### Problems to work on
**1.** List each distinct percentage figure that appears in the forum post on starting CPP in 2013 versus 2014.
**2.** Write the next part of the forum thread on starting CPP in 2013 versus 2014, picking up right after its last line.

# Starting your CPP in 2013 versus 2014



## Dogger1953 (Dec 14, 2012)

If you're between age 60 and 65 now, and you're thinking of starting your CPP early in 2014, you may want to consider applying immediately for a December 2013 start date instead. That's because the reduction factor for starting your CPP earlier than age 65 increases to 0.56%/mth in 2014, from 0.54%/mth in 2013.

Using the most extreme example, if your 60th birthday was in Nov 2013 your retirement pension would be reduced by 32.4% (60 x 0.54%) if you start receiving it in December, but it will be reduced by 33.04% (59 x 0.56%) if you start receiving it in January. That means that if you wait until January 2014,you have passed up on a December payment of 67.6% plus your ongoing payment will be approx. 0.64% less monthly.

There is a slight advantage to waiting for 2014, in that the general dropout increases from 16% to 17%. It is highly doubtful however, that this extra dropout period will make up for passing up on the December payment, plus the greater % decrease in benefit in 2014.

If this applies to you, your application must be received by Service Canada on or before Nov 30th in order to request a December 2013 start date.


----------



## fraser (May 15, 2010)

### Information supplied
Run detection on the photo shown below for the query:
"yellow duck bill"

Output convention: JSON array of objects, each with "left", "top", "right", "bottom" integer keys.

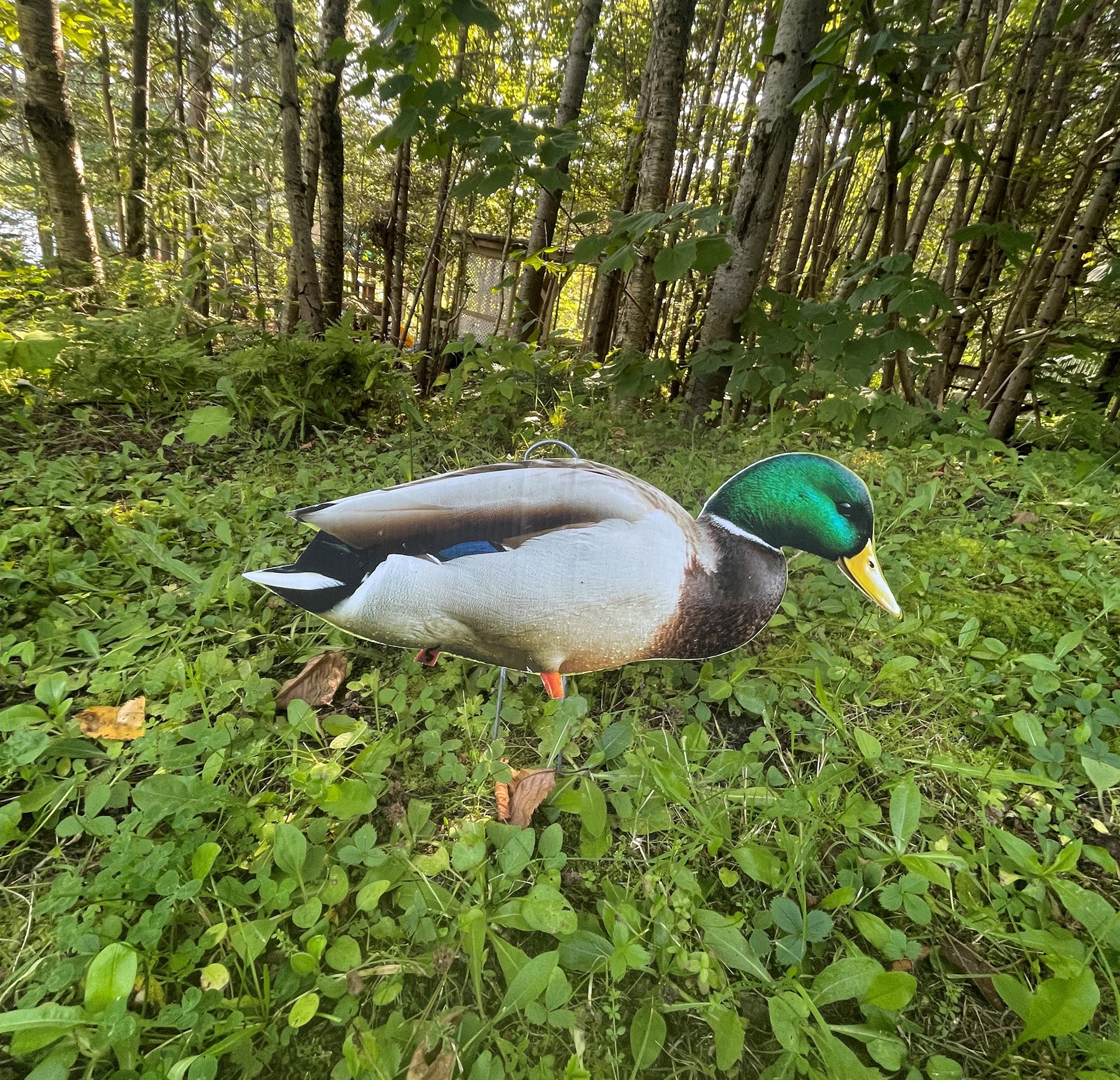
[{"left": 837, "top": 540, "right": 902, "bottom": 618}]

### The responses
**1.** 0.56%, 0.54%, 32.4%, 33.04%, 67.6%, 0.64%, 16%, 17%

**2.**
I started my CPP at age 60 in Dec. 2012. 

I called CPP folks and got the monthly rate for starting in Dec. 2012 and the rate for starting in Jan. 2013.

The Dec. 2012 rate was the higher of the two-by about $10. month.


----------



## Dogger1953 (Dec 14, 2012)

fraser said:


> I started my CPP at age 60 in Dec. 2012.
> 
> I called CPP folks and got the monthly rate for starting in Dec. 2012 and the rate for starting in Jan. 2013.
> 
> The Dec. 2012 rate was the higher of the two-by about $10. month.


fraser - Yes, the same situation happened last year and will happen again for the next 2 years, until the reduction factor for taking it early reaches the maximum amount of 0.6%./mth. It sounds like you got good information last year and made the right decision. Congrats!


----------



## Taraz (Nov 24, 2013)

Note that when you take CPP before age 65 and continue to work, you will have to pay into the PRB (Post-retirement benefit). So if you were hoping to reduce your payroll deductions by not having to pay into CPP, taking early CPP won't help much as one might think. 

That said, I'd definitely take CPP early, especially if you're going to stop working anyways. (Otherwise the "years off" can negatively affect your CPP income.)


----------



## fraser (May 15, 2010)

.....and then I got the cost of living raise (smaller) in Jan 2013!

I had $25K of unexpected earned income this year so I assume that a PRB will catch up with me at some point in time next year.

The CPP person that I spoke with was very good. I have called CPP twice with questions/issues. On both occasions the CSR was very professional, very helpful. In both instances, the telephone wait time was very low. Of course, I did not call at the beginning or end of the month, or during lunch hours when I assumed call volume would be at its highest level.


----------



## Dogger1953 (Dec 14, 2012)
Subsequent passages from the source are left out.